--- AVAILABLE RECORDS ---
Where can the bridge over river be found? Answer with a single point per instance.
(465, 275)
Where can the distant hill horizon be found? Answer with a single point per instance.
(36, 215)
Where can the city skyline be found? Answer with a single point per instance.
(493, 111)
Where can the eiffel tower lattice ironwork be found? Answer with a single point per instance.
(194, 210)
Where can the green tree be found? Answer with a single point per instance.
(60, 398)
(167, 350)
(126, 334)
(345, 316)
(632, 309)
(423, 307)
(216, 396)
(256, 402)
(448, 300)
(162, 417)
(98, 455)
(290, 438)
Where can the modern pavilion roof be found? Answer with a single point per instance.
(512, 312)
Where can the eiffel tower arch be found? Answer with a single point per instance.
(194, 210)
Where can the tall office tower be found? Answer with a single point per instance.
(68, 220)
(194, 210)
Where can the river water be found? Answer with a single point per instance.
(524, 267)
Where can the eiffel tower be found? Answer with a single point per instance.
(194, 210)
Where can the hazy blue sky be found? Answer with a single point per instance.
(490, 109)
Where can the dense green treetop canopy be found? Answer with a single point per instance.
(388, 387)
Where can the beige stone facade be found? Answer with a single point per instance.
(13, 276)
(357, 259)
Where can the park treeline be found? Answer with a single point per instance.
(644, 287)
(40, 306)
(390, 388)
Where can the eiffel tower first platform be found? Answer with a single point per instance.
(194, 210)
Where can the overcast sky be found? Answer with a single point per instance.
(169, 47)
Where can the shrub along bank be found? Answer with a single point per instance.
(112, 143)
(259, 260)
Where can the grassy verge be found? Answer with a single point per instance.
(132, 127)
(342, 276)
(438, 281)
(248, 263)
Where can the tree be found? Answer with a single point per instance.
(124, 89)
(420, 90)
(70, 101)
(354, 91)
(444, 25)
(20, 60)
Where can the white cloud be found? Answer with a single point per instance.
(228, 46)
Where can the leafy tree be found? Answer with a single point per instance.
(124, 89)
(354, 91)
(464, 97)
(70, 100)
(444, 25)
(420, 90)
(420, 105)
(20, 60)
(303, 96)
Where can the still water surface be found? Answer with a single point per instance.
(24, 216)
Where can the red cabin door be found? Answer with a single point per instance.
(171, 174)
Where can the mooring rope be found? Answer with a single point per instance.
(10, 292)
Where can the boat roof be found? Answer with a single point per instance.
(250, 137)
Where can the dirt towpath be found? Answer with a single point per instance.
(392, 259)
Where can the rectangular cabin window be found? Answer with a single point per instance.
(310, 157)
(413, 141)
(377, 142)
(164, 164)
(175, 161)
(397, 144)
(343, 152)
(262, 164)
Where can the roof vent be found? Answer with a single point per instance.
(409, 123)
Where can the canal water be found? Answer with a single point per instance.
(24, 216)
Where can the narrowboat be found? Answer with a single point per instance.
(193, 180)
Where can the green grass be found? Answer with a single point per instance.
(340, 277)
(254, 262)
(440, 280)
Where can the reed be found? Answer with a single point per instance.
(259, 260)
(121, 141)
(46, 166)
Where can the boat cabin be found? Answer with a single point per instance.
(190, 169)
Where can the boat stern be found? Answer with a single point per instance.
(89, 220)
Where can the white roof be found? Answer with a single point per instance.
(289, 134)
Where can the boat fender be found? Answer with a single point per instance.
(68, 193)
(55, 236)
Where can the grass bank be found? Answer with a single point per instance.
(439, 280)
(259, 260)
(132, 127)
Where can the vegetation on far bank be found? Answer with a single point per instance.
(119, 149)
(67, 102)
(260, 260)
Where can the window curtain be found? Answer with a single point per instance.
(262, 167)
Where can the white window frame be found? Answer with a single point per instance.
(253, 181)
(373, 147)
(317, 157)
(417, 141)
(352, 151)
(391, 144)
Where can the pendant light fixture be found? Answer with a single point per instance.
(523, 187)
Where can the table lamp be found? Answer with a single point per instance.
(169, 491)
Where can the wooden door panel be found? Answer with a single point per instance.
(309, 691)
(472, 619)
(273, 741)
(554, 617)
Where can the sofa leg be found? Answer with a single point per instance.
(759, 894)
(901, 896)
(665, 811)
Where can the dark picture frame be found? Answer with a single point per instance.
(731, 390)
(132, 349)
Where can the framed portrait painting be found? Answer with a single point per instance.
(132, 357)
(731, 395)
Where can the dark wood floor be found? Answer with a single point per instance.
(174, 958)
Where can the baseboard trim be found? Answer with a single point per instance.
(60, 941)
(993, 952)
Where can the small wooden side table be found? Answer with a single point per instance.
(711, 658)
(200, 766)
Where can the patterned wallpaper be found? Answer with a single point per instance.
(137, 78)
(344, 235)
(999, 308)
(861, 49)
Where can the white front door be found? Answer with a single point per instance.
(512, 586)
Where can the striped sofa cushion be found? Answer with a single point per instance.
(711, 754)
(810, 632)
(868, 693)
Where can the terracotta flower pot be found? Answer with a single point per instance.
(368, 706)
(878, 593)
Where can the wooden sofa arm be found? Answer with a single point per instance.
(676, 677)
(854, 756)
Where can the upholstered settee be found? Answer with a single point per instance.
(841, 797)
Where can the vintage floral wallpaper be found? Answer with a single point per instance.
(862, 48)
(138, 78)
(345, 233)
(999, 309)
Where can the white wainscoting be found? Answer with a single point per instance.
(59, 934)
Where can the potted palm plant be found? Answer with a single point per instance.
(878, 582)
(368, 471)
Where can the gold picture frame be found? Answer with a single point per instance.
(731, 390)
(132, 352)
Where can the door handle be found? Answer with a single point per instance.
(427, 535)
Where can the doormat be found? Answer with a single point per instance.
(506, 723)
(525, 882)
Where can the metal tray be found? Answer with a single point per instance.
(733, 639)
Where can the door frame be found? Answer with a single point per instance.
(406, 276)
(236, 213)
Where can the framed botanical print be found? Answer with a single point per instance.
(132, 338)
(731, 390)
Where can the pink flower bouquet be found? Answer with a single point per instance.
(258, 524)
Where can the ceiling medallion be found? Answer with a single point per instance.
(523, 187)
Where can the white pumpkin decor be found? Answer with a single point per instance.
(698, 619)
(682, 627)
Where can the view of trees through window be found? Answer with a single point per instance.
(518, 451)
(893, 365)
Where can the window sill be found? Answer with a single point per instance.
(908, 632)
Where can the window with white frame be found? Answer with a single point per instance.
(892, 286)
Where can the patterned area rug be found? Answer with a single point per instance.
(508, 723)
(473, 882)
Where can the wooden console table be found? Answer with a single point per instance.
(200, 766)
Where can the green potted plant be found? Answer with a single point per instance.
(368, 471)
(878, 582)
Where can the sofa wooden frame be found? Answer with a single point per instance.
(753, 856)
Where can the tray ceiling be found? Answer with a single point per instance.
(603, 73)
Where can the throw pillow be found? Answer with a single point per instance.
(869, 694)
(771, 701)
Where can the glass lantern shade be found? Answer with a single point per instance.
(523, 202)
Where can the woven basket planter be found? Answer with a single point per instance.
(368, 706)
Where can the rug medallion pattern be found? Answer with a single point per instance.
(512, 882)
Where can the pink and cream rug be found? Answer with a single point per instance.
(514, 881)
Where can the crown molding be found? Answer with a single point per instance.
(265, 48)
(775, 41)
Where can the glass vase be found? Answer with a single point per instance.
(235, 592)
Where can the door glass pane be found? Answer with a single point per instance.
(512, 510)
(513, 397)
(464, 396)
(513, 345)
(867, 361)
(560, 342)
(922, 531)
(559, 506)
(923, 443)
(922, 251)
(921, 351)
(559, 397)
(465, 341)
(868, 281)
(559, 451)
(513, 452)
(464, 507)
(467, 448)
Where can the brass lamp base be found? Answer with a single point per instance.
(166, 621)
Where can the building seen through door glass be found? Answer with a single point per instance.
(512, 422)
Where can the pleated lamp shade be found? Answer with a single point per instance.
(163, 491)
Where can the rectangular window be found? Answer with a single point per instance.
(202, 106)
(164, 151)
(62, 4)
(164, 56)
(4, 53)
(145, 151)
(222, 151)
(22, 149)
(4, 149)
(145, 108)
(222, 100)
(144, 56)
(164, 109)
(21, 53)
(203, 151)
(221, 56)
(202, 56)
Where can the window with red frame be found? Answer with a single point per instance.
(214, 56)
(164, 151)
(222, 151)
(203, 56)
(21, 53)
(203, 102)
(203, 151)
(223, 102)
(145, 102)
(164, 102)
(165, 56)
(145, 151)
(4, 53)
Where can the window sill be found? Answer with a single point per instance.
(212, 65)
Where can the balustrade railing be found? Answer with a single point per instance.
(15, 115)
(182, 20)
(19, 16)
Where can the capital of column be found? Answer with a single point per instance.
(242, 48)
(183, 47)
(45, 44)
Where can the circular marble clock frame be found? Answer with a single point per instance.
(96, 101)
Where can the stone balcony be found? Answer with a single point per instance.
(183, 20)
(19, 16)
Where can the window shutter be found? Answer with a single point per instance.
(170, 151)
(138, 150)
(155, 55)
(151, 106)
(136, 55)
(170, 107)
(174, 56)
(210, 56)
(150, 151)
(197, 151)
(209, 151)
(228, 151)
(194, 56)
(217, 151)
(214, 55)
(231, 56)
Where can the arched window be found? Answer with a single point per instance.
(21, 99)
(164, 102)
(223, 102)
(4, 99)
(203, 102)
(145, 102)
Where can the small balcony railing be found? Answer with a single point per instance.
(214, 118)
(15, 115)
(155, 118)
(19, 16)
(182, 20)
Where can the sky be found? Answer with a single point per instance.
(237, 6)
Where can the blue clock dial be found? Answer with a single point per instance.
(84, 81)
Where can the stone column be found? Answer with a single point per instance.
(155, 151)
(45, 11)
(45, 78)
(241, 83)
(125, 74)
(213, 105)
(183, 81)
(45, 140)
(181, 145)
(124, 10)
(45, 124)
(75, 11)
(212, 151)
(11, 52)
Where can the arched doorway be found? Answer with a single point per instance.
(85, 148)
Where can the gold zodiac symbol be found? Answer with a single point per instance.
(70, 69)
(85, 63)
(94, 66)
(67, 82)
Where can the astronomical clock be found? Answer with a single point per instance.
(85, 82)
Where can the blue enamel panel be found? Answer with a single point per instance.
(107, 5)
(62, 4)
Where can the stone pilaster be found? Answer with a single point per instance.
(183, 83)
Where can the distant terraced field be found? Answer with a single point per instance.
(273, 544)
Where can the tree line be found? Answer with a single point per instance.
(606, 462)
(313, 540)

--- AIM OF THE TASK ---
Copy the entries verbatim, starting at the line that contains "Where can the sky" and ending with the last entry.

--- OUTPUT OF THE TASK ---
Where can the sky be found? Answer with a single point per instance.
(237, 6)
Where can the blue clock dial be found? Answer with a single point per instance.
(84, 81)
Where can the stone column be found? Answer with a single point per instance.
(155, 151)
(45, 11)
(45, 78)
(241, 83)
(125, 74)
(213, 105)
(183, 81)
(45, 140)
(181, 145)
(124, 10)
(45, 124)
(75, 11)
(212, 151)
(11, 52)
Where can the arched doorway be found? Answer with a single point per instance.
(85, 148)
Where can the gold zodiac symbol be found? Answer with a single point per instance.
(70, 69)
(85, 63)
(94, 66)
(67, 82)
Where can the astronomical clock be found? Answer with a single point per instance.
(85, 82)
Where can the blue enamel panel be found? Answer with a single point per instance.
(107, 5)
(62, 4)
Where can the stone pilaster be found? Answer with a single point per instance.
(183, 83)
Where can the distant terraced field be found? Answer with a single point per instance.
(273, 544)
Where can the tree line be found? Answer with a single point per instance.
(606, 462)
(313, 540)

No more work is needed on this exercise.